_Esercizio assegnato_
Riscrivi l'elenco seguente rinominando ogni "integer pixel values" in "whole-number pixel coordinates" e lasciando invariato tutto il resto. Nella risposta ometti le immagini.
□ □ □ □ □ □ □
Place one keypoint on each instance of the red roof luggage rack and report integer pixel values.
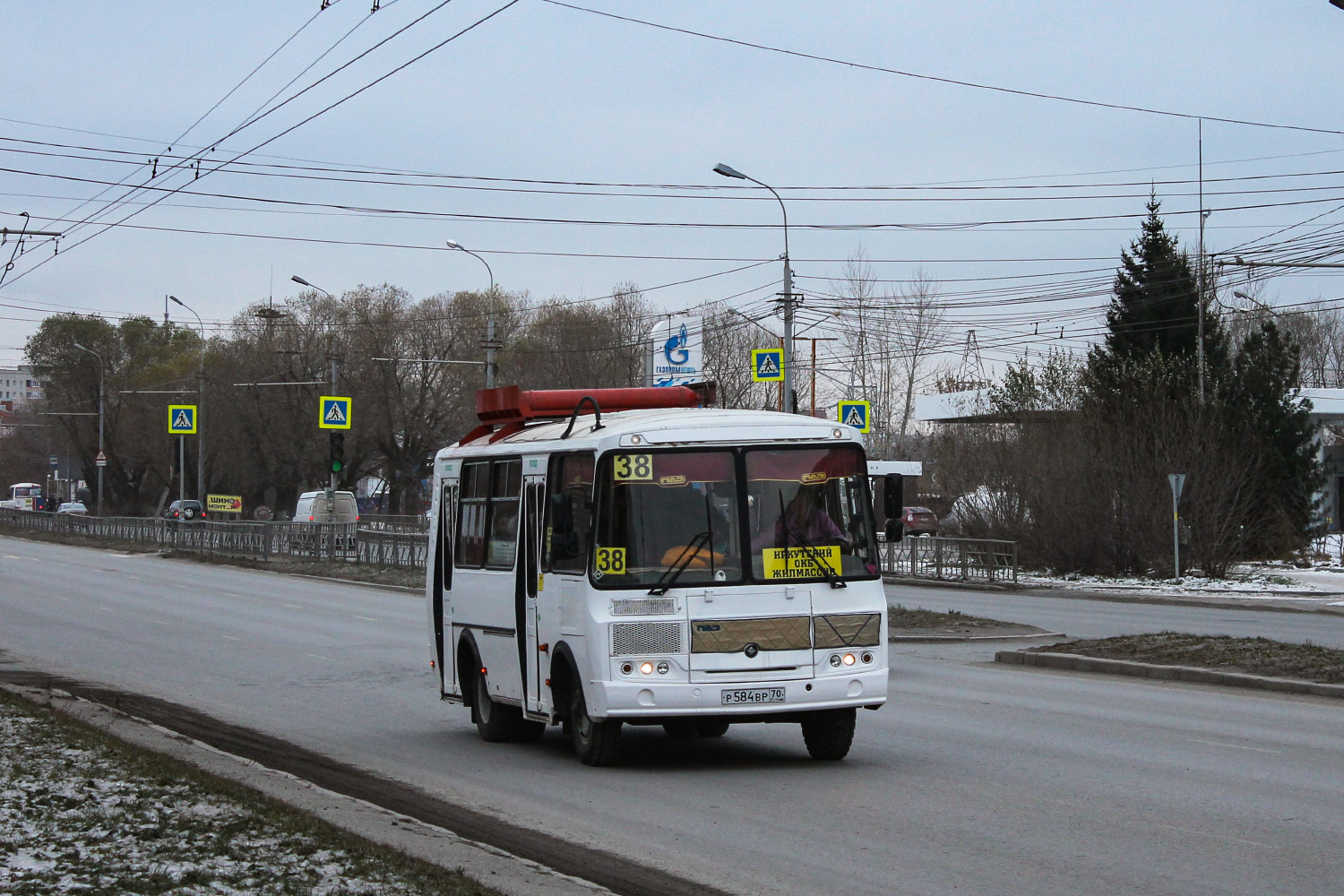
(515, 409)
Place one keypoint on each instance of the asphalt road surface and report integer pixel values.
(975, 778)
(1083, 618)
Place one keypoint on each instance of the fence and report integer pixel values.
(952, 559)
(255, 540)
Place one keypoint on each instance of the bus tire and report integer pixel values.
(596, 743)
(496, 721)
(828, 732)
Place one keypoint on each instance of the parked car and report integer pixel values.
(312, 508)
(919, 521)
(185, 511)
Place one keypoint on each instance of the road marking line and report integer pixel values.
(1219, 743)
(1204, 833)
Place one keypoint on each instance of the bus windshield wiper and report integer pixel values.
(836, 582)
(682, 562)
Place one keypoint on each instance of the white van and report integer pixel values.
(312, 508)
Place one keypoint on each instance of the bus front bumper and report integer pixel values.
(655, 699)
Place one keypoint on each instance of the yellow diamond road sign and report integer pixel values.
(855, 414)
(182, 419)
(333, 413)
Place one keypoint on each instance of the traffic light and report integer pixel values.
(338, 455)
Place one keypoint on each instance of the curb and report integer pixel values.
(949, 583)
(1077, 662)
(959, 638)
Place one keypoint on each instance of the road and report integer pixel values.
(1083, 618)
(976, 778)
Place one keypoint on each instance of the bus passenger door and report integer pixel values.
(534, 495)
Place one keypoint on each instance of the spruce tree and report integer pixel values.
(1155, 308)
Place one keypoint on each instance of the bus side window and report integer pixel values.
(505, 487)
(569, 512)
(445, 532)
(473, 497)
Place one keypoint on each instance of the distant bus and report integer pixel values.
(655, 564)
(24, 495)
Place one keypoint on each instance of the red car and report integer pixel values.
(919, 521)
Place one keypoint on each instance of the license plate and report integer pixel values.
(754, 694)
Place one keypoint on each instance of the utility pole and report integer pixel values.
(790, 397)
(201, 402)
(814, 340)
(335, 362)
(1201, 279)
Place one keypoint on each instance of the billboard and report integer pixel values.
(676, 355)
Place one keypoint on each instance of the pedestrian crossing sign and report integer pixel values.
(857, 414)
(333, 413)
(182, 419)
(768, 365)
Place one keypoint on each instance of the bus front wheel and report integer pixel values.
(828, 732)
(596, 743)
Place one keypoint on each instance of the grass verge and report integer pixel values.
(82, 812)
(1222, 653)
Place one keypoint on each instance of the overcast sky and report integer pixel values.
(624, 123)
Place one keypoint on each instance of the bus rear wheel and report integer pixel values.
(499, 721)
(596, 743)
(828, 732)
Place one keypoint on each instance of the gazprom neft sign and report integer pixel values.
(676, 355)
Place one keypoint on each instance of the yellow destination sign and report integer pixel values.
(223, 504)
(797, 563)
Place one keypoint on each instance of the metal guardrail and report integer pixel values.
(255, 540)
(951, 559)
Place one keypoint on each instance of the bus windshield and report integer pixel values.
(683, 517)
(668, 513)
(808, 513)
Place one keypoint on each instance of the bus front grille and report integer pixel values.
(633, 638)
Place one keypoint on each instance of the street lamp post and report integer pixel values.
(792, 401)
(489, 316)
(201, 403)
(99, 418)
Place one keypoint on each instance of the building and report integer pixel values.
(19, 384)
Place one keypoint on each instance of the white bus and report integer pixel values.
(623, 556)
(23, 495)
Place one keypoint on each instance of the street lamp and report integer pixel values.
(99, 419)
(304, 282)
(728, 171)
(201, 403)
(489, 317)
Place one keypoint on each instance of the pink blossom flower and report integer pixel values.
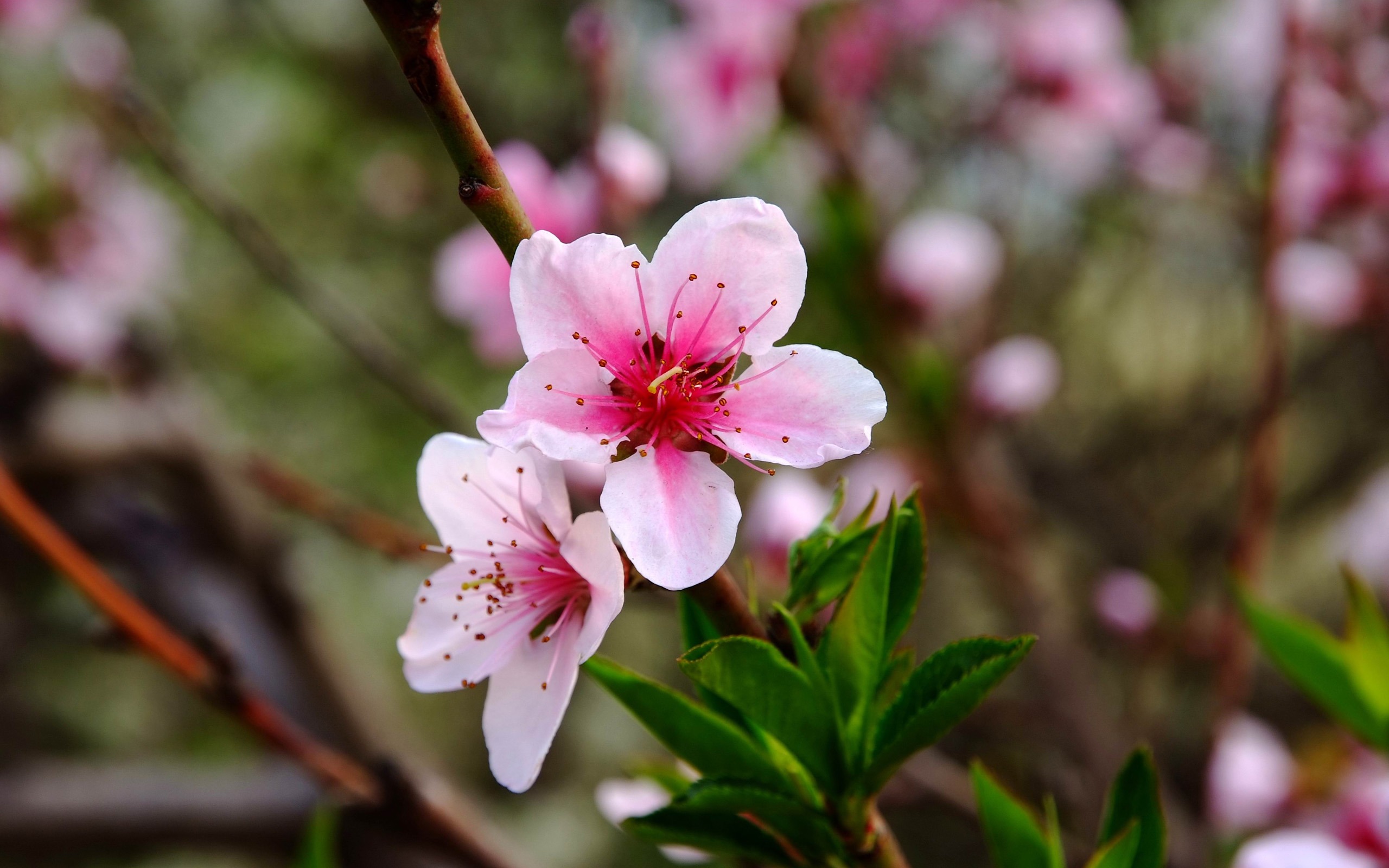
(1363, 535)
(621, 799)
(1016, 377)
(638, 361)
(944, 260)
(1299, 849)
(34, 24)
(95, 55)
(785, 509)
(633, 169)
(1251, 775)
(1317, 282)
(472, 273)
(1127, 602)
(1174, 160)
(717, 82)
(525, 601)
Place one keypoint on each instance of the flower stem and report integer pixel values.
(412, 27)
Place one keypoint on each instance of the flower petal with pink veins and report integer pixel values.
(460, 512)
(591, 552)
(442, 652)
(745, 245)
(538, 482)
(674, 512)
(549, 420)
(812, 406)
(585, 288)
(520, 717)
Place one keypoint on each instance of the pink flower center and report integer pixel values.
(673, 388)
(531, 592)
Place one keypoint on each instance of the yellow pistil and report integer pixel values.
(656, 384)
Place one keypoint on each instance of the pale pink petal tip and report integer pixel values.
(1127, 602)
(1301, 849)
(1251, 775)
(1016, 377)
(944, 260)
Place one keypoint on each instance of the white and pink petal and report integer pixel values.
(674, 513)
(803, 406)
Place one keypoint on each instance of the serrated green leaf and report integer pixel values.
(1010, 829)
(1367, 646)
(1137, 799)
(1313, 660)
(720, 834)
(810, 832)
(909, 570)
(895, 674)
(938, 695)
(1119, 853)
(710, 743)
(852, 650)
(753, 677)
(320, 845)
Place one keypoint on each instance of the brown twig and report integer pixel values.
(723, 601)
(412, 27)
(214, 680)
(1259, 485)
(355, 522)
(359, 335)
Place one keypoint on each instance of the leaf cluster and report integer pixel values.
(1349, 678)
(794, 745)
(1132, 832)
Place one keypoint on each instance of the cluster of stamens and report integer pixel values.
(528, 582)
(663, 391)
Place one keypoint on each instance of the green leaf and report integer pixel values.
(1135, 797)
(1119, 853)
(1367, 648)
(718, 834)
(810, 832)
(710, 743)
(938, 695)
(1010, 829)
(853, 648)
(909, 570)
(753, 677)
(1313, 660)
(894, 677)
(696, 627)
(830, 573)
(320, 845)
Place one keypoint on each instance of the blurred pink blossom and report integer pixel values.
(95, 55)
(945, 261)
(33, 25)
(75, 286)
(1251, 775)
(785, 509)
(621, 799)
(1016, 377)
(1299, 849)
(472, 274)
(1127, 602)
(1317, 282)
(882, 473)
(1174, 160)
(633, 169)
(716, 81)
(1363, 535)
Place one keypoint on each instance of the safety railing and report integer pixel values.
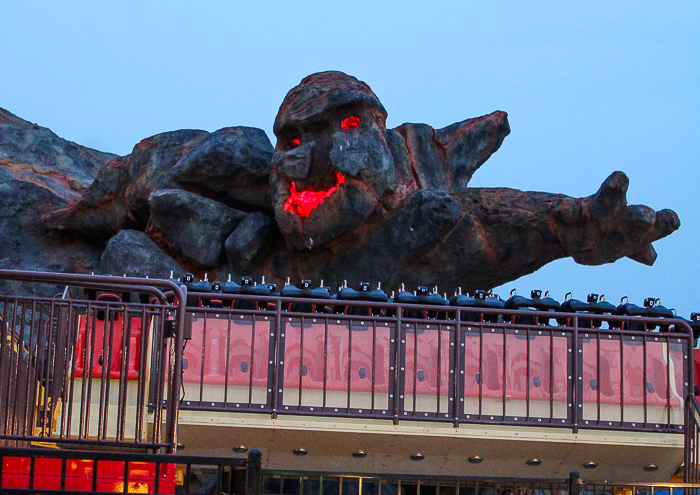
□ □ □ □ □ □ □
_Risultato dell'esercizio_
Place one keypoint on each instance of the red roof luggage rack and report whole-number pixel coordinates.
(515, 409)
Place one keypoint on each instance of the asphalt road surface and report whole-number pixel coordinates.
(975, 778)
(1083, 618)
Place one keypoint on each instance of the fence and report whole-number pixel coordinates.
(952, 559)
(255, 540)
Place one keypoint on each instance of the bus tire and report whole-number pixel coordinates.
(596, 743)
(496, 721)
(828, 732)
Place one keypoint on each instance of the parked car and report whole-number pixel coordinates.
(312, 508)
(919, 521)
(185, 511)
Place one keypoint on each instance of the road marking line and report whole-number pixel coordinates.
(1219, 743)
(1204, 833)
Place one keypoint on each instance of the bus windshield wiper and report whole-number pixel coordinates.
(836, 582)
(682, 562)
Place one keypoint on each instance of the white van and report whole-number pixel coordinates.
(312, 508)
Place one keypoint on each instance of the bus front bumper and report whole-number pixel coordinates.
(655, 699)
Place one keypoint on each instance of the yellow diamond road sign and report whole-number pixel coordinates.
(855, 414)
(182, 419)
(333, 413)
Place one keypoint on each instance of the traffic light and report whole-number pixel coordinates.
(338, 455)
Place one keypoint on each instance of the curb and report whole-number pixel coordinates.
(949, 583)
(1077, 662)
(959, 638)
Place one keypoint on each instance of the road and report whole-number pixel coordinates.
(1083, 618)
(976, 778)
Place one keypoint on each instance of the bus passenger door and report whole-number pixel coordinates.
(534, 495)
Place one keypoint on each instance of the spruce tree and report whole-number pixel coordinates.
(1155, 308)
Place one keypoint on each instance of the bus side window and report whole-number pixel coordinates.
(505, 487)
(569, 512)
(445, 532)
(473, 497)
Place one keypoint on each instance of the distant bus and report whole-number pixel coordinates.
(655, 564)
(24, 495)
Place one keypoint on each instance of the red car and report whole-number pixel coordinates.
(919, 521)
Place one keypoint on each instance of the license plate and report whole-number pixel coordinates.
(754, 694)
Place one keypoint on each instance of the utility pole and report whole-number pixel coordinates.
(790, 397)
(201, 402)
(814, 340)
(335, 362)
(1201, 279)
Place one keypoint on each instance of the billboard and report whole-number pixel coordinates.
(676, 355)
Place one keypoint on each instance of the pedestrian crossing sign and report whole-number pixel coordinates.
(857, 414)
(333, 413)
(182, 419)
(768, 365)
Place one keypoint on each instance of the bus front wheel and report whole-number pixel coordinates.
(828, 732)
(596, 743)
Place one keypoint on each instance of the grass verge and report whole-number pixel coordinates.
(82, 812)
(1222, 653)
Place one keypoint on each instance of the overcast sky and report whole-number pixel coordinates.
(624, 123)
Place one keypoint on each instance of the bus rear wheel and report whole-number pixel coordinates.
(499, 721)
(596, 743)
(828, 732)
Place one keypoint on each instance of the gazprom neft sign and report whole-number pixel coordinates.
(676, 355)
Place one keypoint on each instance of the yellow destination sign and report whole-number pixel coordinates.
(223, 504)
(797, 563)
Place one keypoint on each instance of the metal guardrail and report whole-number pixel coordinates.
(255, 540)
(951, 559)
Place one keypoint on each instance of the bus windshield and report whole-number pixel coordinates.
(683, 517)
(668, 513)
(808, 513)
Place one keypoint on each instance of the bus front grille and report whole-number pixel coordinates.
(633, 638)
Place one keypoint on each instance of the street lamp post and report whole-number pixel coordinates.
(792, 401)
(489, 316)
(201, 403)
(99, 418)
Place one keypoint on each instance of the building and report whole-number pixel coordinates.
(19, 384)
Place one keypoint on each instance of the white bus and report whole-number pixel coordinates.
(623, 556)
(23, 495)
Place one keypoint on each instance of the street lamp and report whole-number pixel coordinates.
(99, 419)
(304, 282)
(728, 171)
(201, 403)
(489, 317)
Place one keypoint on each instance of the pink blossom flower and report whole-number pixel coordinates.
(1363, 535)
(621, 799)
(1016, 377)
(638, 361)
(944, 260)
(1299, 849)
(34, 24)
(95, 55)
(785, 509)
(633, 169)
(1251, 775)
(1317, 282)
(472, 273)
(1127, 602)
(1174, 160)
(717, 82)
(525, 601)
Place one keypoint on each instance of the flower stem and report whole-number pixel coordinates.
(412, 27)
Place one keypoint on each instance of the flower petal with pink veins and report whole-number pixel coordinates.
(460, 512)
(591, 552)
(442, 652)
(745, 245)
(538, 482)
(674, 512)
(549, 420)
(812, 406)
(585, 288)
(520, 717)
Place one keypoint on each instance of the pink flower center and report whole-number pixel coordinates.
(673, 388)
(531, 592)
Place one keypoint on each instance of the yellow pistil and report whole-number pixel coordinates.
(656, 384)
Place one keypoint on each instance of the pale pink petal tip and report whole-number pixel coordinates.
(1127, 602)
(1301, 849)
(1251, 775)
(1016, 377)
(944, 260)
Place one keypoint on each instance of the white and pink petal and report whole-number pixel coordinates.
(674, 513)
(803, 406)
Place one keypoint on each instance of the serrated green leaf and report whole-number pixel coordinates.
(1010, 829)
(1367, 646)
(1137, 799)
(1313, 660)
(720, 834)
(810, 832)
(909, 570)
(895, 674)
(938, 695)
(1119, 853)
(710, 743)
(852, 650)
(753, 677)
(320, 845)
Place one keypoint on each instance of the brown twig and report whole-number pixel coordinates.
(723, 601)
(412, 27)
(214, 680)
(1259, 485)
(355, 522)
(359, 335)
Place one keypoint on each instance of the leaf cluster and report whole-number pixel coordinates.
(1349, 678)
(794, 745)
(1132, 832)
Place one keypoint on each instance of the cluster of stamens and report whole-number pixel coordinates.
(528, 582)
(663, 391)
Place one keypoint on each instance of the green leaf and report whole-number pixel coordinates.
(1135, 797)
(1119, 853)
(1367, 648)
(718, 834)
(810, 832)
(710, 743)
(938, 695)
(1010, 829)
(853, 648)
(909, 570)
(753, 677)
(1313, 660)
(894, 677)
(696, 627)
(830, 573)
(320, 845)
Place one keypoint on each instance of the blurred pink blossom and report whole-number pixel coordinates.
(95, 55)
(945, 261)
(33, 25)
(75, 286)
(1251, 775)
(785, 509)
(621, 799)
(1016, 377)
(1299, 849)
(472, 274)
(1127, 602)
(1317, 282)
(882, 473)
(1174, 160)
(633, 169)
(716, 81)
(1363, 535)
Place one keypoint on each instance of the safety railing and report whole-number pixel coordinates.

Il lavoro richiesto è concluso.